Repeat the entries that follow, exactly as they are written.

..........

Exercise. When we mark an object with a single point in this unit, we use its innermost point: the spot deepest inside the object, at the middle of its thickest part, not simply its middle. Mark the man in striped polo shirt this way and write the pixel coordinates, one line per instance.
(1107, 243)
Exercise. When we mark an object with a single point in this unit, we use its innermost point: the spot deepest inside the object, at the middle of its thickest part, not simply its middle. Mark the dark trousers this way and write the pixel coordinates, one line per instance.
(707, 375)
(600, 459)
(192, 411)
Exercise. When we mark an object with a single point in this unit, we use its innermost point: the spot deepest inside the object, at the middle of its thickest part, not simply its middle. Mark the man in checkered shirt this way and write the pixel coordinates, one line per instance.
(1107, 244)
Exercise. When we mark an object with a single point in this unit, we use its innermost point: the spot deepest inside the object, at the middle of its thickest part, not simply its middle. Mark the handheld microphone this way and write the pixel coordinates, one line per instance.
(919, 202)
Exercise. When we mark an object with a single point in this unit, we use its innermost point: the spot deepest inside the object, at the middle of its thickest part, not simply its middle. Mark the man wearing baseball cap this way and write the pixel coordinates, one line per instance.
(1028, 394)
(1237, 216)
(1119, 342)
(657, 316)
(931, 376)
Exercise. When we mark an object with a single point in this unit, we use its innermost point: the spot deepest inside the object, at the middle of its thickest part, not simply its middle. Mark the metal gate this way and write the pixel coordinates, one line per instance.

..........

**OUTPUT OF THE TASK:**
Exercise. When we mark an object with a single point in this unit, we use its innermost point: the spot deepest inside the object, at the middle of its thickest part, not simply its middle. Mark the man in striped polo shirt this way and write the pixel coordinates, one line per instance.
(1107, 243)
Exercise. When we mark an object with a single point in this unit, we use its innermost point: the spot deepest inside the object, at the middle of its thickest part, not simply its middle. Mark the dark trousers this way and write the pixel coordinates, one line per instance.
(707, 375)
(600, 459)
(192, 411)
Exercise. When we mark an object with a single point in this unit, we use its innermost point: the spot deepest inside the object, at the middle of its thickest part, not simply its middle. Mark the man in checkered shirt this way and write the pixel coordinates, one line per instance.
(1107, 244)
Exercise. When we mark an object with a single point in this unit, we use its innermost point: the spot deepest inside the object, at the middle of its thickest part, not simply its middle. Mark the handheld microphone this way and write the pixel coordinates, one line per instance.
(919, 202)
Exercise. When we mark an object with a single point in this unit, we use its innermost point: the spot deepest inside the object, at the middle of its thickest part, not simply its middle. Mark the man wearing baseball cap this way and write the pixel coordinates, one line per instance.
(1028, 394)
(1237, 216)
(1119, 342)
(657, 316)
(931, 376)
Exercise. When we mark an object with a single point in this unit, we use its innermost point: the spot deepest inside the object, at the middle of its thickest part, not simply its middle. Mark the metal gate this way and write the pixel coordinates, one line per instance.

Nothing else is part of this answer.